Give back exactly the lines of the material below, starting with the line with "Target: bed" and going on through the line with "Target: wooden side table".

> _Information supplied_:
○ ○ ○ ○ ○ ○ ○

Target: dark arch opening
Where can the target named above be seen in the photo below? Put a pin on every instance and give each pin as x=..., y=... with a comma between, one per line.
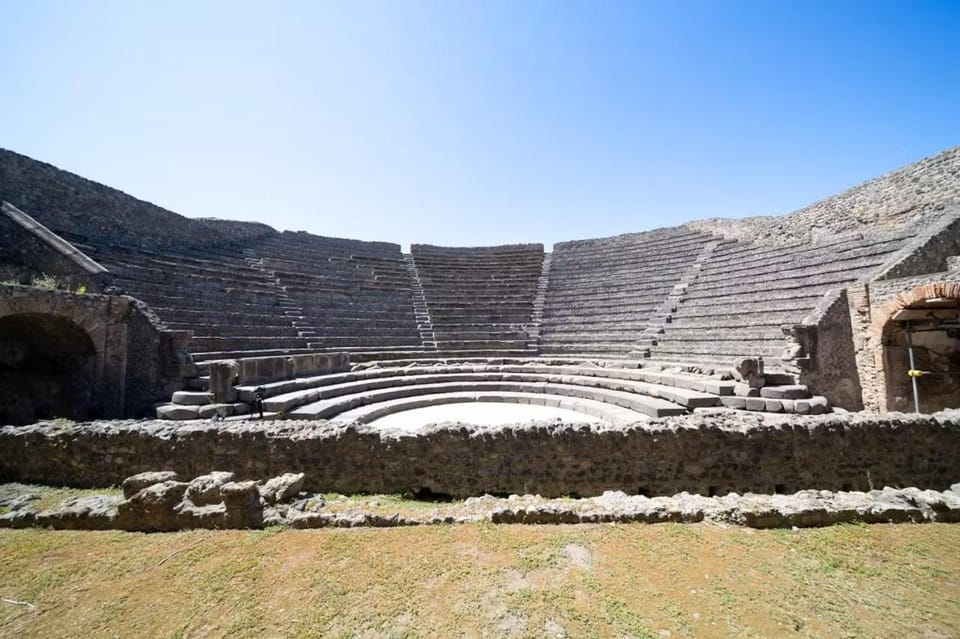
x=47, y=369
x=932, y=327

○ ○ ○ ○ ○ ○ ○

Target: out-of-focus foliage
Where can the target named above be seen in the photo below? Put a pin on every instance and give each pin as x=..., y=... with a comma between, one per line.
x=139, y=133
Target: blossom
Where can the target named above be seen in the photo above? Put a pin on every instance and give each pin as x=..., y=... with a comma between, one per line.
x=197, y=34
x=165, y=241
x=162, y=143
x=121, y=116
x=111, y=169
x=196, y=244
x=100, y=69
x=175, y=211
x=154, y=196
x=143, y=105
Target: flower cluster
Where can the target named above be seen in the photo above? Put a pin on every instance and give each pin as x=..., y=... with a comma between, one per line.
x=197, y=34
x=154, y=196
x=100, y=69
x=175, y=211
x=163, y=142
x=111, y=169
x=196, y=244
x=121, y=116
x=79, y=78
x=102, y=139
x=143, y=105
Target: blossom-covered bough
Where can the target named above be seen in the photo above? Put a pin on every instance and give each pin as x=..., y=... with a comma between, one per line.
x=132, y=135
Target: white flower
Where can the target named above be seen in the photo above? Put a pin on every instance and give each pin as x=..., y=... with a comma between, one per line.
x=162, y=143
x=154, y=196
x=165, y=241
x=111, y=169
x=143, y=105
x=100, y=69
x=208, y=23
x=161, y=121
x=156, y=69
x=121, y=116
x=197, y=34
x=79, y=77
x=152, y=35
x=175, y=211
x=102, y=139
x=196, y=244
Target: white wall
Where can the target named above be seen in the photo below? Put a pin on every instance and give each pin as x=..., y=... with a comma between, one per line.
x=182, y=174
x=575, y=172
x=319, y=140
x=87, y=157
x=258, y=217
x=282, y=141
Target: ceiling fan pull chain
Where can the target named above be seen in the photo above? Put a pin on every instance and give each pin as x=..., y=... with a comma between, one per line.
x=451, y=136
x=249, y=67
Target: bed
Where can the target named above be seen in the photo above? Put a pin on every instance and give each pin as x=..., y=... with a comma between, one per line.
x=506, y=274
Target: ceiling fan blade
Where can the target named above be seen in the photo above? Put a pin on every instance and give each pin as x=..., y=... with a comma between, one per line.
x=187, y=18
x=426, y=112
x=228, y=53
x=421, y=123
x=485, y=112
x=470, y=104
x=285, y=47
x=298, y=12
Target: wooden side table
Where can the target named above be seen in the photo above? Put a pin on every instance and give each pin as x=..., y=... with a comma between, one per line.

○ ○ ○ ○ ○ ○ ○

> _Answer for the task_:
Target: bed
Where can the target named above be seen in the photo above? Put a pin on every instance and give each pin as x=..., y=... with a comma between, one per line.
x=506, y=274
Target: ceiling fan blade
Where can the target named above be seen in the photo above? Put a pin on every instance and give each pin as x=..., y=... with a comma between, one per line.
x=187, y=18
x=426, y=112
x=228, y=53
x=421, y=123
x=485, y=112
x=470, y=104
x=285, y=47
x=298, y=12
Target: wooden side table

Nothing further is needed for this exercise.